_WHAT YOU SHOULD DO_
Add 74 to every bounding-box coordinate in the answers, then reproduce the items from the first line up to and including the line with "48, 82, 227, 223", with the requests left unchanged.

_DATASET ROWS_
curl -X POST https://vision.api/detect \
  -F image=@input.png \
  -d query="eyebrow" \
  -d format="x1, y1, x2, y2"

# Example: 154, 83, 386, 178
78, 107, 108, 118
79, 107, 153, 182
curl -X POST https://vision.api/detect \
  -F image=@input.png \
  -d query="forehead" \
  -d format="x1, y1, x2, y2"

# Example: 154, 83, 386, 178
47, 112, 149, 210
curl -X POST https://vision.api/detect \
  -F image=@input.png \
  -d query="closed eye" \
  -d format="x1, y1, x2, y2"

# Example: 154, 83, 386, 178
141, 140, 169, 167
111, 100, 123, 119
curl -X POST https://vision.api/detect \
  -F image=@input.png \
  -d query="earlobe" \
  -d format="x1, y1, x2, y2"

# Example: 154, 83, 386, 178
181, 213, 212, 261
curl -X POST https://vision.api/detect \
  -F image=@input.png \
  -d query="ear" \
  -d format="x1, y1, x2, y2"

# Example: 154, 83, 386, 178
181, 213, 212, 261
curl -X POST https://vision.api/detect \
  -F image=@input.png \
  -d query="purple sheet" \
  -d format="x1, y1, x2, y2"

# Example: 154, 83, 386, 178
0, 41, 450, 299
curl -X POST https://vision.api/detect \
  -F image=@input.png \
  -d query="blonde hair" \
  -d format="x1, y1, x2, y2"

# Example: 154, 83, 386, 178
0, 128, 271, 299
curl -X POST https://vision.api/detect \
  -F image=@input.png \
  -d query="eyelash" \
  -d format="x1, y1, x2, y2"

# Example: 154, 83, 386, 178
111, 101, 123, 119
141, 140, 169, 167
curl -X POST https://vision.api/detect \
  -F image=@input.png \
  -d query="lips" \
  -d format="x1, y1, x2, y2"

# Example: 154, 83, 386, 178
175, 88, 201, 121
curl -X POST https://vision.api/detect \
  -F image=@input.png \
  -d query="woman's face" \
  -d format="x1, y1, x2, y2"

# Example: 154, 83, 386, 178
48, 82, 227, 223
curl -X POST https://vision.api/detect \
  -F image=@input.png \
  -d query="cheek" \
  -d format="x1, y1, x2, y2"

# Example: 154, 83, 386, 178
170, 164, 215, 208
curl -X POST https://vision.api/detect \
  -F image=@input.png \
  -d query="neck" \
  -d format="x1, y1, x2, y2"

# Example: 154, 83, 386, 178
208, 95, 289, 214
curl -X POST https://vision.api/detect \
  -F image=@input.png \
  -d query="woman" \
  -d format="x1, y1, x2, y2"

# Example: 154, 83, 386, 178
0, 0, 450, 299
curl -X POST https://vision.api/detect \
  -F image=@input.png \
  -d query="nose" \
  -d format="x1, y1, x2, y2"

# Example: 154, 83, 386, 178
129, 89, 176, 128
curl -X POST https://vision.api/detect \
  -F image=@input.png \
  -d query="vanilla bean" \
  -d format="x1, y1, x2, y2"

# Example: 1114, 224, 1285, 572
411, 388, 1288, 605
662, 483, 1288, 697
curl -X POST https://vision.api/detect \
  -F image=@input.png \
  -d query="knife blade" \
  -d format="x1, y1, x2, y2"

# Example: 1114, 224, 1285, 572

_IN RESPONSE_
curl -X POST https://vision.api/detect \
  -F image=@input.png \
  -d query="eyebrow" \
  -d format="x1, y1, x2, y2"

# Example: 154, 83, 386, 178
152, 181, 182, 192
153, 181, 227, 256
curl -X POST https://vision.api/detect \
  -F image=@input.png \
  -d query="forehead" \
  -d format="x1, y1, x2, y2"

# Example: 154, 83, 386, 178
121, 186, 223, 284
curl -X POST https://vision.api/detect \
  -F image=@input.png \
  -d query="closed eye" \
  -d format="x1, y1, x2, y2"

# Example: 154, 83, 386, 178
215, 214, 243, 241
185, 174, 197, 193
curl -X POST https://vision.api/detect \
  -F image=@input.png \
  -d query="earlobe" \
  -d format="x1, y1, x2, y2"

# Example: 154, 83, 386, 178
255, 287, 286, 335
curl -X POST https://vision.api/detect \
  -F image=@input.png \
  -d query="ear" \
  -d format="x1, y1, x2, y2"

# Example: 154, 83, 386, 178
255, 287, 286, 335
curl -X POST https://vision.api/detect \
  -F image=@input.png \
  -d query="purple sheet" \
  -d format="x1, y1, x2, y2"

# Example: 154, 83, 386, 178
74, 115, 524, 373
curl -X POST https://vision.api/detect \
  -F image=@input.png \
  -d query="blonde hair" \
  -d format="x1, y1, x2, y2"

# Example: 154, 83, 386, 178
74, 202, 345, 373
curl -X POST https://vision.api/detect \
  -F image=@input.png \
  -d query="eyelash" \
  -d format="x1, y1, x2, y2"

# Example: 154, 83, 386, 178
185, 175, 197, 193
215, 214, 243, 241
curl -X POST https://vision.api/detect \
  -F image=@input.png \
  -d query="lips" \
  -d format="x1, y1, x2, y2"

# Example: 154, 83, 386, 178
249, 162, 275, 195
curl -X POST https://vision.api/detect \
  -F image=@input.png \
  -d query="woman's face" \
  -d format="x1, y1, x2, y2"

# Example: 154, 83, 386, 178
122, 156, 301, 297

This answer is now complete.